Selected excerpt:
Yale School of Medicine, USA
Smita Krishnaswamy is an Assistant Professor in the department of Genetics at the Yale School of Medicine and Department of Computer Science in the Yale School of Applied Science and Engineering. She is also affiliated with the Yale Center for Biomedical Data Science, Yale Cancer Center, and Program in Applied Mathematics. Smita’s research focuses on developing unsupervised machine learning methods (especially graph signal processing and deep-learning) to denoise, impute, visualize and extract structure, patterns and relationships from big, high throughput, high dimensional biomedical data. Her methods have been applied variety of datasets from many systems including embryoid body differentiation, zebrafish development, the epithelial-to-mesenchymal transition in breast cancer, lung cancer immunotherapy, infectious disease data, gut microbiome data and patient data.
Smita teaches three courses: Machine Learning for Biology (Fall), Deep Learning Theory and applications (Spring), Advanced Topics in Machine Learning & Data Mining (Spring). She completed her postdoctoral training at Columbia University in the systems biology department where she focused on learning computational models of cellular signaling from single-cell mass cytometry data. She was trained as a computer scientist with a Ph.D. from the University of Michigan’s EECS department where her research focused on algorithms for automated synthesis and probabilistic verification of nanoscale logic circuits. Following her time in Michigan, Smita spent 2 years at IBM’s TJ Watson Research Center as a researcher in the systems division where she worked on automated bug finding and error correction in logic.
National Cancer Institute, USA
Eytan Ruppin, M.D., Ph.D., is a computational biologist whose research is focused on developing and harnessing data science approaches for the integration of multi-omics data to better understand the pathogenesis of cancer, its evolution and treatment. We collaborate with numerous experimental cancer labs, aiming to develop new computational approaches to jointly gain a network-level integrative view of the systems we study, focusing on cancer metabolism, genomics and immunotherapy. From a translational perspective, together with our collaborators, we aim to predict and test novel drug targets and biomarkers to treat cancer more effectively. After serving as a Computer Science and Medicine professor at TAU (Israel) and UMD (Maryland), Eytan has recently joined the NCI to setup and head its new Cancer Data Science Lab (CDSL).
Stony Brook University, USA
Dr. Saltz is a pioneer in developing Digital Pathology tools, methods and algorithms with the ultimate goal of extracting and leveraging digitalized Pathology information to better predict cancer outcome and to steer cancer therapy. He is also an expert in high-end computing and has developed a variety of highly cited systems software methods.
Dr. Saltz has served as founding chair of the Department of Biomedical Informatics at both Emory University, The Ohio State University and now Stony Brook University. A fellow of the American College of Medical Informatics, Dr. Saltz received his bachelor’s and master’s degrees in mathematics at the University of Michigan and then entered the MD/PhD program at Duke University, with his PhD studies performed in the Department of Computer Sciences. He later completed his residency in clinical pathology at Johns Hopkins School of Medicine.

Work to complete:
1 – In the researcher profiles, retype the passage from "National Cancer Institute, USA" up to and including "Science Lab (CDSL).".
2 – Turn the paragraph of the researcher profiles that begins "Dr. Saltz has served as founding chair" into a short bulleted list that keeps its main facts.

Information shown:
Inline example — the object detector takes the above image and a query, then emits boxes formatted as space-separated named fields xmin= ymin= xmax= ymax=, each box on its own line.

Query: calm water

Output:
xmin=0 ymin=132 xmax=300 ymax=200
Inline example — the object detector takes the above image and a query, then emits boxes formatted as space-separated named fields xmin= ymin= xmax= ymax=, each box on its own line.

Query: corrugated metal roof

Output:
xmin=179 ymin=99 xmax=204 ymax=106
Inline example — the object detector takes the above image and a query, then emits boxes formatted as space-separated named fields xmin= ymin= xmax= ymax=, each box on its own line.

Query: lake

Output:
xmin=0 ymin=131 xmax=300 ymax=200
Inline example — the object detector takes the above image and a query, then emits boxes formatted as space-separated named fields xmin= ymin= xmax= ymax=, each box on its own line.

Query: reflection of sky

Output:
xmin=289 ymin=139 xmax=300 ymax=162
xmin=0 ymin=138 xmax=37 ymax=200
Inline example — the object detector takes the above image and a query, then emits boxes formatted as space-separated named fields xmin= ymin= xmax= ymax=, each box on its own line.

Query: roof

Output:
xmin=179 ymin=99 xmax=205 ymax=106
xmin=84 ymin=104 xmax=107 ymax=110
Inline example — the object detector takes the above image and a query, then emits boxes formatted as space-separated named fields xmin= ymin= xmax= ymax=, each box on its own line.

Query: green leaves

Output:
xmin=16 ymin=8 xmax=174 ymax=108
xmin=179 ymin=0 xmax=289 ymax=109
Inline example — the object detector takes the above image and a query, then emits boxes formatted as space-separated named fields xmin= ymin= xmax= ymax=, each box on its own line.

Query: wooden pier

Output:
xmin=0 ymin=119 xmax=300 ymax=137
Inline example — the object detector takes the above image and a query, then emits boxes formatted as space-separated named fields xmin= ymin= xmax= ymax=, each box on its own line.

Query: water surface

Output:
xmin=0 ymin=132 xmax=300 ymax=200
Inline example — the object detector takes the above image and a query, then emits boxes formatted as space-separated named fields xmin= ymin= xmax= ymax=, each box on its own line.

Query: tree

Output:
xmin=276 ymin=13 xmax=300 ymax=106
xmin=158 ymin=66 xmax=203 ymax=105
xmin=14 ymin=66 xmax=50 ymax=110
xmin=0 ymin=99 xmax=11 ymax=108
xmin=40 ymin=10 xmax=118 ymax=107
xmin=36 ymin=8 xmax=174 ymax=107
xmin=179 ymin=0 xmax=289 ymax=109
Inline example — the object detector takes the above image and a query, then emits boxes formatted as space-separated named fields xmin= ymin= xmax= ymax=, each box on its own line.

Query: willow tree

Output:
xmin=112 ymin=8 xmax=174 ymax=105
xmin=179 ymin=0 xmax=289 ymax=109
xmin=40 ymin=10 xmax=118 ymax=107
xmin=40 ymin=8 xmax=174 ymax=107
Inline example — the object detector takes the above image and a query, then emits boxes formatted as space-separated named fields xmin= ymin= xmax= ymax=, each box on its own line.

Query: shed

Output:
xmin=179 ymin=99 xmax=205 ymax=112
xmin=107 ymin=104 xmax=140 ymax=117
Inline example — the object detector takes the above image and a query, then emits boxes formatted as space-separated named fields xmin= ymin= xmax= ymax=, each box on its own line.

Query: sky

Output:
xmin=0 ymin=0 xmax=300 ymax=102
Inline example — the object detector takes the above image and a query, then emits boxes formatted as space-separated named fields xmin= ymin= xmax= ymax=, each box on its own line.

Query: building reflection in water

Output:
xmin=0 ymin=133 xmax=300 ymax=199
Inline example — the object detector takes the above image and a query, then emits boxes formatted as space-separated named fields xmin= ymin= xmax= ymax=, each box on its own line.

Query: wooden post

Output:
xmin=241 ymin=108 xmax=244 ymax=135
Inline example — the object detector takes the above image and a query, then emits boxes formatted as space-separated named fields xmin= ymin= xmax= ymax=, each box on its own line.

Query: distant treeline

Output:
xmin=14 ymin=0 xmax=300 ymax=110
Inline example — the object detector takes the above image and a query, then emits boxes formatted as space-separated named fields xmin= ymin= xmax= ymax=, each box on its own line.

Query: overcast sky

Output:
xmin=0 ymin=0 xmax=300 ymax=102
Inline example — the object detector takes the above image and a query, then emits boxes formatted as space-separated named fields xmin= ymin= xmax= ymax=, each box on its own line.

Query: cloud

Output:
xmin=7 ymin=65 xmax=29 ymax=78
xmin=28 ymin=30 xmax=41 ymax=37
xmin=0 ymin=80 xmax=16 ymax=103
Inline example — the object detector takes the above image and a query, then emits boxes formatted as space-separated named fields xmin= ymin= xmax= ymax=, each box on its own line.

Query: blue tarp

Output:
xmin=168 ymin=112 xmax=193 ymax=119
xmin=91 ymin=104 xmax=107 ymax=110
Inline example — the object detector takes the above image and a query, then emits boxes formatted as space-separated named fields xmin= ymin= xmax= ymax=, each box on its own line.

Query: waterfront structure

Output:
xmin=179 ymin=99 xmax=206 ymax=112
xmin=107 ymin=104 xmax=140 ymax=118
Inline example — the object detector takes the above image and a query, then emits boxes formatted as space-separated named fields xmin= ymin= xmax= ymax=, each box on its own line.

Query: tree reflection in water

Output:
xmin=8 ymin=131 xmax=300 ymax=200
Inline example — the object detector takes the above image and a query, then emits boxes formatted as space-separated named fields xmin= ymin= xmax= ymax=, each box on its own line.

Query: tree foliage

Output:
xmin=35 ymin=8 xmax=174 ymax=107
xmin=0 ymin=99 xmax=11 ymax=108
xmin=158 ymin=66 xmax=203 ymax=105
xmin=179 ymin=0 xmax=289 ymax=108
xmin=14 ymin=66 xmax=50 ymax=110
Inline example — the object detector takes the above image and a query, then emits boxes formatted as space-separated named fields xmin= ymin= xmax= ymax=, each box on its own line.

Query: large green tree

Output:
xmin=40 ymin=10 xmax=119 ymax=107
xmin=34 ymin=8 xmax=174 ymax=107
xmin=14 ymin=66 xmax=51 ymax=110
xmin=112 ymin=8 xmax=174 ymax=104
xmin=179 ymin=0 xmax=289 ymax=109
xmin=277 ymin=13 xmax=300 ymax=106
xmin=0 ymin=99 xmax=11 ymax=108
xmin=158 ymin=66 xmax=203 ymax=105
--
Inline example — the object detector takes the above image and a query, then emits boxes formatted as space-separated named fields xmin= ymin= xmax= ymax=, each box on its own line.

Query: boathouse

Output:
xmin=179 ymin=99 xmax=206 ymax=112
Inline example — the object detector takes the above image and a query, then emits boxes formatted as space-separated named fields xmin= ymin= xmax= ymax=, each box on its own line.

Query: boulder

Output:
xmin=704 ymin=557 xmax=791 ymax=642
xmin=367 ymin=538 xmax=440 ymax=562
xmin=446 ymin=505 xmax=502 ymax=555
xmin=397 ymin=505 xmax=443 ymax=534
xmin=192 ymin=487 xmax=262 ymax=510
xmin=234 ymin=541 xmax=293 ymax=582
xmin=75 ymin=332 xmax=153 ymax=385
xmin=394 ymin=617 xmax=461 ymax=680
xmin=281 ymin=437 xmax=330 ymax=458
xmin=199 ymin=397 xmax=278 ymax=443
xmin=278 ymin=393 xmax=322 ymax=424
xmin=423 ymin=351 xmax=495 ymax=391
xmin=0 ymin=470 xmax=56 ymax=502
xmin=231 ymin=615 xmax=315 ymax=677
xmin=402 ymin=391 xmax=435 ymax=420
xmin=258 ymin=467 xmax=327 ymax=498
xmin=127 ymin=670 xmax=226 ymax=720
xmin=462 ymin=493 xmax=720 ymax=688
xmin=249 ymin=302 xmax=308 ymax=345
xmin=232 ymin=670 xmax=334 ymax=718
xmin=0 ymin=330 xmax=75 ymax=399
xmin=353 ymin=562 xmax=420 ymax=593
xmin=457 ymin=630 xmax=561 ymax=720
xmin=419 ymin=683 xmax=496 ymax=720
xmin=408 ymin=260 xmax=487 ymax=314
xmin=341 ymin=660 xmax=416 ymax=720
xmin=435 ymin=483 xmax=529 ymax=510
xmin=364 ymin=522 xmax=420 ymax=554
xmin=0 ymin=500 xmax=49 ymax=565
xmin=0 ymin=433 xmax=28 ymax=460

Per-task outputs:
1 –
National Cancer Institute, USA
Eytan Ruppin, M.D., Ph.D., is a computational biologist whose research is focused on developing and harnessing data science approaches for the integration of multi-omics data to better understand the pathogenesis of cancer, its evolution and treatment. We collaborate with numerous experimental cancer labs, aiming to develop new computational approaches to jointly gain a network-level integrative view of the systems we study, focusing on cancer metabolism, genomics and immunotherapy. From a translational perspective, together with our collaborators, we aim to predict and test novel drug targets and biomarkers to treat cancer more effectively. After serving as a Computer Science and Medicine professor at TAU (Israel) and UMD (Maryland), Eytan has recently joined the NCI to setup and head its new Cancer Data Science Lab (CDSL).

2 –
- Founding chair of the Department of Biomedical Informatics at Emory University, The Ohio State University, and now Stony Brook University
- Fellow of the American College of Medical Informatics
- Bachelor's and master's degrees in mathematics from the University of Michigan
- MD/PhD program at Duke University, with PhD studies in the Department of Computer Sciences
- Residency in clinical pathology at Johns Hopkins School of Medicine